# Excerpted text
+---+

United States District Court, W.D. Washington, Seattle

May 8, 2017

ANDREW MILTON, Plaintiff,
v.
UNITED STATES INTERNAL REVENUE SERVICE, Defendant.

          ORDER

          The Honorable Richard A. Jones United States District Judge.

         This matter comes before the Court on the Government's Motion to Dismiss. Dkt. # 12. Plaintiff opposes the motion. Dkt. ## 16, 17. For the reasons that follow, the Court DENIES the motion.

         I. BACKGROUND

         Plaintiff failed to file his income tax return in 2000. After assuming power of attorney in 2013, Plaintiff's wife filed a late tax return in 2014 to account for Plaintiff's income tax liabilities from 2000. Dkt. # 1 (Complaint) at 2-3. The return claimed a refund for $585, 559.46. Id. The Internal Revenue Service (“IRS”) denied the refund, stating it was outside the statute of limitations. Id. Plaintiff then sued the IRS for this refund.

         Defendant argues that Plaintiff filed his late return and refund claim in violation of 26 U.S.C. § 6511(b)(2)(A) and therefore this Court lacks subject-matter jurisdiction over the claims. Dkt. # 12. Defendant moves the Court to dismiss Plaintiff's claims under Federal Rule of Civil Procedure 12(b)(1).

         II. LEGAL STANDARD

         Federal courts are tribunals of limited jurisdiction and may only hear cases authorized by the Constitution or a statutory grant. Kokkonen v. Guardian Life Ins. Co. of Am., 511 U.S. 375, 377 (1994). The burden of establishing subject-matter jurisdiction rests upon the party seeking to invoke federal jurisdiction. Id. Once it is determined that a federal court lacks subject-matter jurisdiction, the court has no choice but to dismiss the suit. Arbaugh v. Y & H Corp., 546 U.S. 500, 514 (2006); Fed.R.Civ.P. 12(h)(3) (“If the court determines at any time that it lacks subject-matter jurisdiction, the court must dismiss the action.”).

         A party may bring a factual challenge to subject-matter jurisdiction, and in such cases the court may consider materials beyond the complaint. PW Arms, Inc. v. U.S., 186 F.Supp.3d 1137, 1142 (W.D. Wash. 2016) (citing Savage v. Glendale Union High Sch., 343 F.3d 1036, 1039 n. 2 (9th Cir. 2003); see also McCarthy v. U.S., 850 F.2d 558, 560 (9th Cir. 1988) (“Moreover, when considering a motion to dismiss pursuant to Rule 12(b)(1) the district court is not restricted to the face of the pleadings, but may review any evidence, such as affidavits and testimony, to resolve factual disputes concerning the existence of jurisdiction.”).

+---+

# Working data
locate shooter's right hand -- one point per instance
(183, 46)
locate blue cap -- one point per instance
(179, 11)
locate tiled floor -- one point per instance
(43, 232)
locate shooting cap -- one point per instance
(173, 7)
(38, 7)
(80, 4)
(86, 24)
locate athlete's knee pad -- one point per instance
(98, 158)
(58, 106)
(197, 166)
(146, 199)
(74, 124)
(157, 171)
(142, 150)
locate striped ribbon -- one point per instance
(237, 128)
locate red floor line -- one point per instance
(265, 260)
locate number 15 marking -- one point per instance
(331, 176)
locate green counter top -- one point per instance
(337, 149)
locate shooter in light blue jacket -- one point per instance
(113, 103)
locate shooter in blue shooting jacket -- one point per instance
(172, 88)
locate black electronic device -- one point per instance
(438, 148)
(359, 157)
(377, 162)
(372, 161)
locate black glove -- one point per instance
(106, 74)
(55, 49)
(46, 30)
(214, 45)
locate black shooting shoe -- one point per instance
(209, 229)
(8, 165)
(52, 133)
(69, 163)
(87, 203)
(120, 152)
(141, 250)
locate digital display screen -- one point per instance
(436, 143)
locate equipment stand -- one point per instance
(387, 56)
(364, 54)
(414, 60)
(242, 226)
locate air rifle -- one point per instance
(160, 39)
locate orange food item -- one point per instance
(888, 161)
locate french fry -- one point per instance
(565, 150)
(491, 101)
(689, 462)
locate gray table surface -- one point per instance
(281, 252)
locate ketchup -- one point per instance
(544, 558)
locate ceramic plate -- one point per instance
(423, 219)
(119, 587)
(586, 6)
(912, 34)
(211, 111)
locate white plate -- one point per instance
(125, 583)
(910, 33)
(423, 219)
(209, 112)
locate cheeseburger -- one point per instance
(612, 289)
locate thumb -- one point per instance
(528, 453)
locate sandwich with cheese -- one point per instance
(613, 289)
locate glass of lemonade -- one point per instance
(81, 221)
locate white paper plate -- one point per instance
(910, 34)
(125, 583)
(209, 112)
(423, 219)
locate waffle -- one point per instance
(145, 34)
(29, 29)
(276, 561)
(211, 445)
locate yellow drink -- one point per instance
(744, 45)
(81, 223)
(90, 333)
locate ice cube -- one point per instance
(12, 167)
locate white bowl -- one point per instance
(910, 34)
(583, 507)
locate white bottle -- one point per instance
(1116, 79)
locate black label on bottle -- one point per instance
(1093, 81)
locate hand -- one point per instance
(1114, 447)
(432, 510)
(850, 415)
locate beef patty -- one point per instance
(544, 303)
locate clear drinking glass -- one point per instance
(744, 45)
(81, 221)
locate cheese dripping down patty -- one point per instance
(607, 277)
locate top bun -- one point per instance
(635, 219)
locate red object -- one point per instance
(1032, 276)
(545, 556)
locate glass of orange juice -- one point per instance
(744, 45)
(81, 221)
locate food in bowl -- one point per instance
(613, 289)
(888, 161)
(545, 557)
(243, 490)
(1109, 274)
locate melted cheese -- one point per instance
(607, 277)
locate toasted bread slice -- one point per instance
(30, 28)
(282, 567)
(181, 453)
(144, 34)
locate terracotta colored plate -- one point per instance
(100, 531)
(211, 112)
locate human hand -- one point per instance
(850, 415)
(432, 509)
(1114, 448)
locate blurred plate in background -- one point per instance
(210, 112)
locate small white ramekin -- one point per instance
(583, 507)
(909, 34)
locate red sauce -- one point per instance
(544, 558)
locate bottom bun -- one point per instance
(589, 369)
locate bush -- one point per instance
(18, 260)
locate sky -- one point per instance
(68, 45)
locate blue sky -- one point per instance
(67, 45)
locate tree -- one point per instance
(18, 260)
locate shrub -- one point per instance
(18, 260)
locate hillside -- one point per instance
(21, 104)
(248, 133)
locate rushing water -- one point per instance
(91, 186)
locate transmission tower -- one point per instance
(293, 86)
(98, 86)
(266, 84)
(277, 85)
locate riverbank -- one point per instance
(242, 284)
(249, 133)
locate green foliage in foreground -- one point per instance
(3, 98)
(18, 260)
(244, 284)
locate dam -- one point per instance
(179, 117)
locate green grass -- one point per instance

+---+

# Parts of the exercise
a) List every court decision cited in the court order, giving each case name as it appears there.
b) Scale everything in the records from the line containing "locate rushing water" down to the last line of the records. Rewrite each of those lines, requests included, multiplying every point coordinate by 1.2 and rounding to whole numbers, with halves rounded up.

# In response
a)
Kokkonen v. Guardian Life Ins. Co. of Am.
Arbaugh v. Y & H Corp.
PW Arms, Inc. v. U.S.
Savage v. Glendale Union High Sch.
McCarthy v. U.S.

b)
locate rushing water -- one point per instance
(109, 223)
locate transmission tower -- one point per instance
(352, 103)
(118, 103)
(319, 101)
(332, 102)
locate riverbank -- one point per instance
(290, 341)
(299, 160)
locate green foliage in foreground -- one point per instance
(4, 118)
(22, 312)
(293, 341)
locate dam -- one point per instance
(215, 140)
locate green grass -- one point per instance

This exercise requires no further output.